### RECORDS TO USE:

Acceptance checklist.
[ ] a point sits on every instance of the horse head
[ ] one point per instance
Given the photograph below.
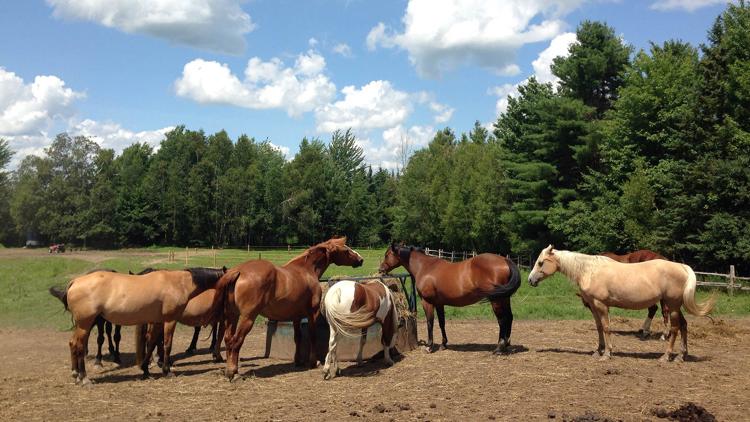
(545, 265)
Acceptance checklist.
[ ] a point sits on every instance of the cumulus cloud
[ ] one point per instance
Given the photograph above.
(374, 105)
(266, 84)
(558, 47)
(687, 5)
(28, 109)
(216, 25)
(440, 36)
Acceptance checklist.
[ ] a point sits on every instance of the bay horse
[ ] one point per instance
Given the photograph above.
(604, 282)
(439, 283)
(282, 293)
(124, 299)
(102, 326)
(643, 255)
(350, 308)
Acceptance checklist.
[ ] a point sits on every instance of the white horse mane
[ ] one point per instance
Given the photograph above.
(576, 265)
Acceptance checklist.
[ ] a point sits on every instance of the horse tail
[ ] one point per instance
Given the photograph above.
(341, 318)
(217, 306)
(507, 289)
(688, 296)
(61, 294)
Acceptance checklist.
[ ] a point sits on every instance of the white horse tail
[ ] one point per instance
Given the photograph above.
(688, 296)
(338, 311)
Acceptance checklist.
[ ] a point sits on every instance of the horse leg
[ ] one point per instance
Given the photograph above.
(99, 341)
(194, 342)
(218, 334)
(674, 320)
(330, 368)
(118, 336)
(153, 335)
(168, 335)
(645, 330)
(441, 321)
(429, 314)
(244, 325)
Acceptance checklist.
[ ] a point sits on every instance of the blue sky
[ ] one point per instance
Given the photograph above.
(122, 71)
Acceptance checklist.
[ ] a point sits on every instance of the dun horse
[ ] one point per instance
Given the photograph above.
(351, 307)
(604, 282)
(124, 299)
(282, 293)
(440, 283)
(643, 255)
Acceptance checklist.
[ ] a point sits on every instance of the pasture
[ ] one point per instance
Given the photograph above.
(550, 371)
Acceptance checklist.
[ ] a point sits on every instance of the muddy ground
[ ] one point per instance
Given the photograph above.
(550, 374)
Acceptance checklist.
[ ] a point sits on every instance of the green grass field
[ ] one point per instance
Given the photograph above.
(25, 302)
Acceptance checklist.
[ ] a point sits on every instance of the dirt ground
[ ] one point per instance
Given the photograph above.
(550, 375)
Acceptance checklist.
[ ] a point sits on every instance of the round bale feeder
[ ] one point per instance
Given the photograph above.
(280, 334)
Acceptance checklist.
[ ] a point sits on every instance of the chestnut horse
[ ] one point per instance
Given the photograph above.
(350, 308)
(604, 282)
(282, 293)
(124, 299)
(439, 283)
(643, 255)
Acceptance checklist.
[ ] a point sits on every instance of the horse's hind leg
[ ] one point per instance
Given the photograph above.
(674, 319)
(99, 340)
(504, 316)
(645, 331)
(194, 342)
(440, 309)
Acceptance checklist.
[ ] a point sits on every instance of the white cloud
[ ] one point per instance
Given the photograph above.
(266, 85)
(440, 36)
(216, 25)
(374, 105)
(342, 49)
(558, 47)
(687, 5)
(28, 109)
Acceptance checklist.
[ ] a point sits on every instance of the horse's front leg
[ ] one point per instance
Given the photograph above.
(429, 314)
(441, 321)
(169, 328)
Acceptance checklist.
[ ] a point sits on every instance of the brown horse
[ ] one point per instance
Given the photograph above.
(440, 283)
(643, 255)
(124, 299)
(282, 293)
(604, 282)
(350, 308)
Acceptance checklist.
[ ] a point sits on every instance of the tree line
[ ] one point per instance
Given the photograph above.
(629, 150)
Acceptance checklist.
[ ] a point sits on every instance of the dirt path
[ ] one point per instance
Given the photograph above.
(550, 373)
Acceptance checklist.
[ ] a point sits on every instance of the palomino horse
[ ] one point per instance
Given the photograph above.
(350, 308)
(102, 325)
(160, 296)
(643, 255)
(604, 282)
(440, 283)
(282, 293)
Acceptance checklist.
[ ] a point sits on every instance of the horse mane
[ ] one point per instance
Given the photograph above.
(206, 277)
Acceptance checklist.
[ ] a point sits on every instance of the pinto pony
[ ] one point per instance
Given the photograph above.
(604, 282)
(124, 299)
(350, 308)
(484, 277)
(282, 293)
(643, 255)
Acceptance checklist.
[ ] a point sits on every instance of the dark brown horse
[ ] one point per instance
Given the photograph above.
(440, 283)
(160, 296)
(282, 293)
(643, 255)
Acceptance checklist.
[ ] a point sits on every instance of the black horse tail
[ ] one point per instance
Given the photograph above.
(507, 289)
(60, 294)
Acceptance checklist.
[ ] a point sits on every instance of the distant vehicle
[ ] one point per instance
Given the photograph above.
(57, 248)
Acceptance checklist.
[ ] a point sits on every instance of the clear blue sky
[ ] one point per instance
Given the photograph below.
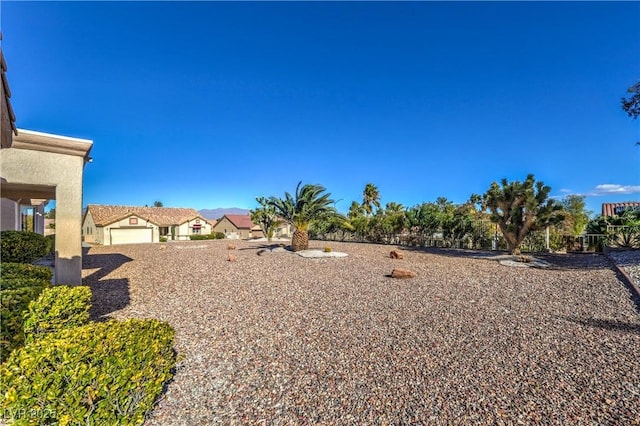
(210, 104)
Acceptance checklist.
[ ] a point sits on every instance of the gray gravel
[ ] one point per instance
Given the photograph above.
(282, 339)
(629, 260)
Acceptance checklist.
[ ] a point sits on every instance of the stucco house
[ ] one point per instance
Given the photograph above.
(238, 226)
(37, 167)
(109, 225)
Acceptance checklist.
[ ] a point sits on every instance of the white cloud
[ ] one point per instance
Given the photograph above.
(613, 189)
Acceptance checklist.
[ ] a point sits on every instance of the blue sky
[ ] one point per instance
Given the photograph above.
(210, 104)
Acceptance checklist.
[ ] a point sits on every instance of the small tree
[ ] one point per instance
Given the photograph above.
(370, 198)
(576, 215)
(309, 203)
(266, 217)
(631, 105)
(519, 208)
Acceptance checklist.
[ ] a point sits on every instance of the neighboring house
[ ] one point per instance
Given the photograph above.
(35, 168)
(615, 209)
(238, 226)
(109, 225)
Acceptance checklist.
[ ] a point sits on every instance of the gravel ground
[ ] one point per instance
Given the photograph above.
(280, 339)
(629, 260)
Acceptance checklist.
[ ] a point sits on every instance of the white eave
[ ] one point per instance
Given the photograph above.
(46, 142)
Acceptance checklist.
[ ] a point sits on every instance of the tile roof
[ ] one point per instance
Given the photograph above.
(161, 216)
(240, 221)
(612, 209)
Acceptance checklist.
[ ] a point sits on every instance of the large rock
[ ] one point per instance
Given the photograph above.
(396, 254)
(402, 273)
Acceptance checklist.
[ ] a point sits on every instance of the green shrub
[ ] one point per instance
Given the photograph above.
(108, 373)
(55, 309)
(12, 270)
(213, 236)
(13, 304)
(22, 246)
(14, 282)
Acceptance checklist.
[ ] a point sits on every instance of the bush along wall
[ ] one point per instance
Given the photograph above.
(15, 295)
(22, 246)
(24, 270)
(97, 374)
(57, 308)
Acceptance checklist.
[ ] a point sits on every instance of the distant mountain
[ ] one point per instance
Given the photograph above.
(218, 213)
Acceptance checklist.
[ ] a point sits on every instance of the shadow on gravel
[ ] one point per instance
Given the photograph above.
(605, 324)
(557, 261)
(108, 295)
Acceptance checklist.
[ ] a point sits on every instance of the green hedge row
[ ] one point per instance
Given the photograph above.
(22, 246)
(57, 308)
(20, 284)
(98, 374)
(19, 270)
(13, 304)
(212, 236)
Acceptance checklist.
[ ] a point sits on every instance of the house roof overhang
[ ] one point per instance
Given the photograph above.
(46, 142)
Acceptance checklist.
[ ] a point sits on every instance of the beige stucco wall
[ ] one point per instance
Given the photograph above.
(186, 228)
(64, 172)
(124, 223)
(233, 232)
(89, 231)
(226, 227)
(9, 215)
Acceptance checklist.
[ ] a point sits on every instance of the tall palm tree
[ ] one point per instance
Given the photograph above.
(370, 198)
(310, 202)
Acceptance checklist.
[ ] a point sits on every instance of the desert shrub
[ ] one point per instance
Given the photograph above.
(21, 246)
(213, 236)
(14, 302)
(25, 270)
(55, 309)
(99, 374)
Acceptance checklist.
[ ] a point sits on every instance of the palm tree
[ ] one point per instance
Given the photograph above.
(370, 198)
(310, 202)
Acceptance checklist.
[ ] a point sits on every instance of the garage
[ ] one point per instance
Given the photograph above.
(131, 235)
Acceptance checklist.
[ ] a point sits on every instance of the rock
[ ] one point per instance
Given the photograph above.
(396, 254)
(402, 273)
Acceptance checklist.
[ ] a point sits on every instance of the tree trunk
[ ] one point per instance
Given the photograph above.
(300, 240)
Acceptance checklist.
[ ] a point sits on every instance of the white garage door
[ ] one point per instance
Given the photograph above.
(131, 235)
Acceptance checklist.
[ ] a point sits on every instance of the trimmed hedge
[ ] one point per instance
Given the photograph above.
(99, 374)
(13, 304)
(22, 246)
(55, 309)
(13, 270)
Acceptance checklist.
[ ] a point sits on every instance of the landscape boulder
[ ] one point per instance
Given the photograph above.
(402, 273)
(396, 254)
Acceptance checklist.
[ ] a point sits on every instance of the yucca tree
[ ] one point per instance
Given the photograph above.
(521, 207)
(370, 198)
(310, 202)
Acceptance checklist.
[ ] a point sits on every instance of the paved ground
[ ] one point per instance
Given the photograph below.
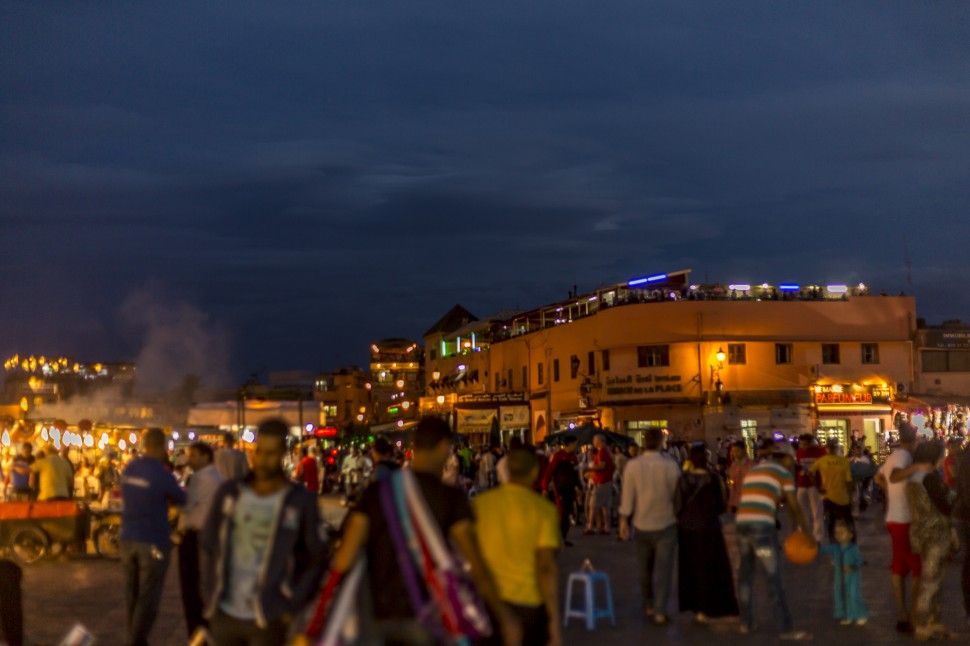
(89, 590)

### INSTRUCTION:
Report every line of the records above that contains the word "house". Copy each of those lines in full.

### REPLY:
[ ] a point sits on every instance of the stucco house
[ ] a point sits on every instance of the neighboring house
[ ] a point sits on every instance of the house roof overhang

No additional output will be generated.